• What the task asks:
Answer the following questions using the ext3 patch below.
(a) According to the patch description, at what point has space been allocated so far?
(b) How many files does the patch change, and how many insertions and deletions does it make?
(c) In ext3_file_operations, which function replaces generic_file_mmap as the .mmap entry?

• Selection:
— start —

[PATCH 05/11] ext3: Allocate space for mmaped file on page fault

From: Jan Kara
Date: Mon Jun 15 2009 - 14:02:17 EST


So far we've allocated space at ->writepage() time. This has the disadvantage
that when we hit ENOSPC or other error, we cannot do much - either throw
away the data or keep the page indefinitely (and loose the data on reboot).
So allocate space already when a page is faulted in.

Signed-off-by: Jan Kara <jack@xxxxxxx>
---
fs/ext3/file.c | 19 ++++-
fs/ext3/inode.c | 220 +++++++++++++++++++++--------------------------
include/linux/ext3_fs.h | 1 +
3 files changed, 116 insertions(+), 124 deletions(-)

diff --git a/fs/ext3/file.c b/fs/ext3/file.c
index 5b49704..a7dce9d 100644
--- a/fs/ext3/file.c
+++ b/fs/ext3/file.c
@@ -110,6 +110,23 @@ force_commit:
return ret;
}

+static struct vm_operations_struct ext3_file_vm_ops = {
+ .fault = filemap_fault,
+ .page_mkwrite = ext3_page_mkwrite,
+};
+
+static int ext3_file_mmap(struct file *file, struct vm_area_struct *vma)
+{
+ struct address_space *mapping = file->f_mapping;
+
+ if (!mapping->a_ops->readpage)
+ return -ENOEXEC;
+ file_accessed(file);
+ vma->vm_ops = &ext3_file_vm_ops;
+ vma->vm_flags |= VM_CAN_NONLINEAR;
+ return 0;
+}
+
const struct file_operations ext3_file_operations = {
.llseek = generic_file_llseek,
.read = do_sync_read,
@@ -120,7 +137,7 @@ const struct file_operations ext3_file_operations = {
#ifdef CONFIG_COMPAT
.compat_ioctl = ext3_compat_ioctl,
#endif
- .mmap = generic_file_mmap,
+ .mmap = ext3_file_mmap,
.open = generic_file_open,
.release = ext3_release_file,
.fsync = ext3_sync_file,
diff --git a/fs/ext3/inode.c b/fs/ext3/inode.c
index 2d4b2ca..ec112b4 100644
--- a/fs/ext3/inode.c
+++ b/fs/ext3/inode.c
@@ -1156,10 +1156,13 @@ static int ext3_write_begin(struct file *file, struct address_space *mapping,
from = pos & (PAGE_CACHE_SIZE - 1);
to = from + len;

+ block_lock_hole_extend(inode, pos);
retry:
page = grab_cache_page_write_begin(mapping, index, flags);
- if (!page)
- return -ENOMEM;
+ if (!page) {
+ ret = -ENOMEM;
+ goto out;
+ }
*pagep = page;

handle = ext3_journal_start(inode, needed_blocks);
@@ -1199,6 +1202,8 @@ write_begin_failed:
if (ret == -ENOSPC && ext3_should_retry_alloc(inode->i_sb, &retries))
goto retry;
out:
+ if (ret)
+ block_unlock_hole_extend(inode);
return ret;
}

@@ -1290,6 +1295,7 @@ static int ext3_ordered_write_end(struct file *file,

if (pos + len > inode->i_size)
vmtruncate(inode, inode->i_size);
+ block_unlock_hole_extend(inode);
return ret ? ret : copied;
}

@@ -1316,6 +1322,7 @@ static int ext3_writeback_write_end(struct file *file,

if (pos + len > inode->i_size)

— end —

(Items listed in a dataset)
— start —

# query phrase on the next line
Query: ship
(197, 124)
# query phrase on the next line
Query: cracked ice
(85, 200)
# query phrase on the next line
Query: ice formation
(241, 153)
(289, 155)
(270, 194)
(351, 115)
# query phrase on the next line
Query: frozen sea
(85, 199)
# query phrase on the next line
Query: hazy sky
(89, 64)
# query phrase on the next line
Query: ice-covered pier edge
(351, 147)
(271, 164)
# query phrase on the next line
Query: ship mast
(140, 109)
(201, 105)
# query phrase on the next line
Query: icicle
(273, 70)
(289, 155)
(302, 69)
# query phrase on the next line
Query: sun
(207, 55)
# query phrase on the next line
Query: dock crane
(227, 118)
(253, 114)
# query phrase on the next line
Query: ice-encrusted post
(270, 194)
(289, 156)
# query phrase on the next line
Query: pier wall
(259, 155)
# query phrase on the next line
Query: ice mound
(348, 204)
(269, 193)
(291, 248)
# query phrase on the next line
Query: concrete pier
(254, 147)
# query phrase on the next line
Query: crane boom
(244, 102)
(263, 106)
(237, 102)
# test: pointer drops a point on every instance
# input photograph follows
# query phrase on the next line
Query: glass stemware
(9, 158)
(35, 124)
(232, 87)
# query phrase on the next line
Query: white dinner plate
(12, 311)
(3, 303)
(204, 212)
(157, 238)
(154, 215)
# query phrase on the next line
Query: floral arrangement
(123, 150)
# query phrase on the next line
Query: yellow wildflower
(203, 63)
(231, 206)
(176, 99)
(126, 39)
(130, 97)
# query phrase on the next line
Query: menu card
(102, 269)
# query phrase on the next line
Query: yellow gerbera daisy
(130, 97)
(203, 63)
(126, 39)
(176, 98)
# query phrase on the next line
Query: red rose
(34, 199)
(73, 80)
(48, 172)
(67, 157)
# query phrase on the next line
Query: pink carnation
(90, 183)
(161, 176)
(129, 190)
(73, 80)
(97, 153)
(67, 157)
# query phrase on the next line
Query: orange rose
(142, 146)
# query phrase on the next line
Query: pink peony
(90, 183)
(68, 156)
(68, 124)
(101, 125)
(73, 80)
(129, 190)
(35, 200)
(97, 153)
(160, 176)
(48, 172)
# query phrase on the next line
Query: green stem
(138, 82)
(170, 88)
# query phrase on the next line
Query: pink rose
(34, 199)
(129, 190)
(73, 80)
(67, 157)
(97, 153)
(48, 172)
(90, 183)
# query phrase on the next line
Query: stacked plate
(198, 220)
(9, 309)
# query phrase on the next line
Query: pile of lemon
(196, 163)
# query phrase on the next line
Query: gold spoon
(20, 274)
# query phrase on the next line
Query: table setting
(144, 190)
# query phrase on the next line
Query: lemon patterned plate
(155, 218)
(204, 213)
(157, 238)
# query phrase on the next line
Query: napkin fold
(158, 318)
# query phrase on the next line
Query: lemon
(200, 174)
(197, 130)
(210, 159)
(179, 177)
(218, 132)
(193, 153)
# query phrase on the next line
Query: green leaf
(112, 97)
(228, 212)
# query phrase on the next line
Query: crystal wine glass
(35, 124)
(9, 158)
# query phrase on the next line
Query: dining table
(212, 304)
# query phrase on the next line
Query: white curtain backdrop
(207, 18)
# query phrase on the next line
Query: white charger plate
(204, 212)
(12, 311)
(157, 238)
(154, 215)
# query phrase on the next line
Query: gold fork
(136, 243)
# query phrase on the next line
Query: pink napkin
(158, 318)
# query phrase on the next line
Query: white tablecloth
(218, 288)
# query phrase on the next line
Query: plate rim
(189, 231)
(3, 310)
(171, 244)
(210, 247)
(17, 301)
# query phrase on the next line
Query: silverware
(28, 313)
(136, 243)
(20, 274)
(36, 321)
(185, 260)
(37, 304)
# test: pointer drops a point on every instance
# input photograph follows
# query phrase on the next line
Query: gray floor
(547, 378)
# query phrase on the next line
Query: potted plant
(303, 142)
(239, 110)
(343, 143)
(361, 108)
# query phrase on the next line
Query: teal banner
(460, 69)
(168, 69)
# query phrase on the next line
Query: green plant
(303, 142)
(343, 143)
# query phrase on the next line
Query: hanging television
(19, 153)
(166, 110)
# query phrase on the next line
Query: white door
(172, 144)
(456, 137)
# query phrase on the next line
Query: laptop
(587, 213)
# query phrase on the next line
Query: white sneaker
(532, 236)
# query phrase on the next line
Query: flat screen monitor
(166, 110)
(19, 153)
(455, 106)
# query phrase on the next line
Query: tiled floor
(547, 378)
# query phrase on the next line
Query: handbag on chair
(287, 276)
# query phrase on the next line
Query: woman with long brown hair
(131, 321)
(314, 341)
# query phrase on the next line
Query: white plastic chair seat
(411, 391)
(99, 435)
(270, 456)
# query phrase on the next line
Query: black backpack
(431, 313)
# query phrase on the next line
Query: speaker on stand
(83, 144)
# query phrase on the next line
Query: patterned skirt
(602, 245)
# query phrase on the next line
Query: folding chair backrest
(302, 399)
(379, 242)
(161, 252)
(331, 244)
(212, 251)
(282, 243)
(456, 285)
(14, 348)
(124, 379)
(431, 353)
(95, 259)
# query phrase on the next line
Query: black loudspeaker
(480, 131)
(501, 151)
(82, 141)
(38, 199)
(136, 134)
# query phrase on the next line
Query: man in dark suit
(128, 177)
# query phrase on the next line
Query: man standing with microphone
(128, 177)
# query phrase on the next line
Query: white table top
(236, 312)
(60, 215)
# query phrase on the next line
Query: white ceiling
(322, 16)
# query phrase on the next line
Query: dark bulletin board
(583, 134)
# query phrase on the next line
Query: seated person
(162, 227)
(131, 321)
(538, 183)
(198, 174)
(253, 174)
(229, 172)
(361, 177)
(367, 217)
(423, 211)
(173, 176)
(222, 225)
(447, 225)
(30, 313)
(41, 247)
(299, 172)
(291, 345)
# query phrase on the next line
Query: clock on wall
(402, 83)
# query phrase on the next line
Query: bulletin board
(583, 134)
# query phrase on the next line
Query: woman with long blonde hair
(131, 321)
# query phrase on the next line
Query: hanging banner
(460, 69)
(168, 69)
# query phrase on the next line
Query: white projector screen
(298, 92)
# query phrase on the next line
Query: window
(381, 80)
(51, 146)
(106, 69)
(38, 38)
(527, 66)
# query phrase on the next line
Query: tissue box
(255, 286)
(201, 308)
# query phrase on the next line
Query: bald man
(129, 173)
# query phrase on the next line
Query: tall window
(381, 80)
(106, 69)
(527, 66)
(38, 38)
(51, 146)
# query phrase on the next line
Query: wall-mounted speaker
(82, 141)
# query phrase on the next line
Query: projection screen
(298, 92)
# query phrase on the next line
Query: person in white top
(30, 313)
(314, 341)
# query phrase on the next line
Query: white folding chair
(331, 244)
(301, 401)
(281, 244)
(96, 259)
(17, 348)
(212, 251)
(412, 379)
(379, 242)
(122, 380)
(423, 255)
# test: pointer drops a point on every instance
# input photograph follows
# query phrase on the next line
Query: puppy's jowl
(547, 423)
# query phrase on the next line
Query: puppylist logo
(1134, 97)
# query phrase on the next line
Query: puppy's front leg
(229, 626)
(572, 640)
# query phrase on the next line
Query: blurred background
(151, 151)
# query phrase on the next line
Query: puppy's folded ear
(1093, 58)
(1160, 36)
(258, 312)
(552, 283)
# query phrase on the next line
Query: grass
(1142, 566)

— end —

• Final answer:
(a) At ->writepage() time.
(b) 3 files, with 116 insertions and 124 deletions.
(c) ext3_file_mmap.